• **Passage to read**

■ ■ ■ ■ ■ ■ ■

# Alaska Chainsaw Mill question



## DaveFFMedic (Jun 20, 2012)

Whew! I just finished reading all of the forum topics about the Alaska Chainsaw Mills. I had thought that my Husky 450 Rancher would be a good choice for cutting lumber from logs. It appears that it may be only an entry level saw when it comes to cutting lumber from logs.

My question: I already have the saw. I only need to buy the Granberg Alaska Mill. (20" version) I have plenty of time, I only need to pay the babysitter $40 per day while I work. My friend has a few Ash trees he wants cut down. Am I crazy for thinking that I can turn these trees into a few bf of lumber to make something like a workbench?

A few details about me which may help you answer my question:
I am a firefighter and feel extremely comfortable working with a chainsaw.
I am in good shape and have plenty of patience.
I have very little experience felling trees and moving logs.


----------



## toddbeaulieu (Mar 5, 2010)

■ ■ ■ ■ ■ ■ ■

• **Problems to solve**
• 1. Print the chainsaw mill thread from "Whew! I just" down to "to cutting lumber from logs.".
• 2. In the chainsaw mill thread, what kind of trees does the poster's friend want cut down?
The material that comes next has no connection to the chainsaw mill thread.

• **Given information**
■ ■ ■ ■ ■ ■ ■

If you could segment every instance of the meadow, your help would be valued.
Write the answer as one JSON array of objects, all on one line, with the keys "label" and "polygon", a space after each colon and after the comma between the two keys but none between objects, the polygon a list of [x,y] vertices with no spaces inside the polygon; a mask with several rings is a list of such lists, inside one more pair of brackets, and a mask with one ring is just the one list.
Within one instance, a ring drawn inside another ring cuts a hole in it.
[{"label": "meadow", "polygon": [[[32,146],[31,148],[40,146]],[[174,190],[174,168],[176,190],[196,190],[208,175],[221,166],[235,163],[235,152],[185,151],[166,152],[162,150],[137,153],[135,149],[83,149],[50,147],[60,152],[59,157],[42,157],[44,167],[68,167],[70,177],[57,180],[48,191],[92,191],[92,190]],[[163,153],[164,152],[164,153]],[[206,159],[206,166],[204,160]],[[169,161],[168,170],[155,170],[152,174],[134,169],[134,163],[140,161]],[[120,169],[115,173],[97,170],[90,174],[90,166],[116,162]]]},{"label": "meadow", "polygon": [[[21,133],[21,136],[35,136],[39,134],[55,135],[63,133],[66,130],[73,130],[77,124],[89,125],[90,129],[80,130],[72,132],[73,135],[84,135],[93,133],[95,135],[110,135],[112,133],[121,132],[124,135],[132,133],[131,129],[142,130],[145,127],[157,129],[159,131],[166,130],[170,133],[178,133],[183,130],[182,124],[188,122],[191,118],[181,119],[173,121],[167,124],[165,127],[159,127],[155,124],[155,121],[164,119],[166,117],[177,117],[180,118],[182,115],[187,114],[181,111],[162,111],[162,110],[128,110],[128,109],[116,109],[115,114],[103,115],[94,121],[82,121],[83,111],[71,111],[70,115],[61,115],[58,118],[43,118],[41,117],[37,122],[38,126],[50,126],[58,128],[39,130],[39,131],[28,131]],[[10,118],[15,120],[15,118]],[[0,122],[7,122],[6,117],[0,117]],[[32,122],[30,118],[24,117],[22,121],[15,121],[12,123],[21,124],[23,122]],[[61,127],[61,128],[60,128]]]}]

■ ■ ■ ■ ■ ■ ■

• **Solution set**
• 1.
Whew! I just finished reading all of the forum topics about the Alaska Chainsaw Mills. I had thought that my Husky 450 Rancher would be a good choice for cutting lumber from logs. It appears that it may be only an entry level saw when it comes to cutting lumber from logs.

• 2. Ash trees.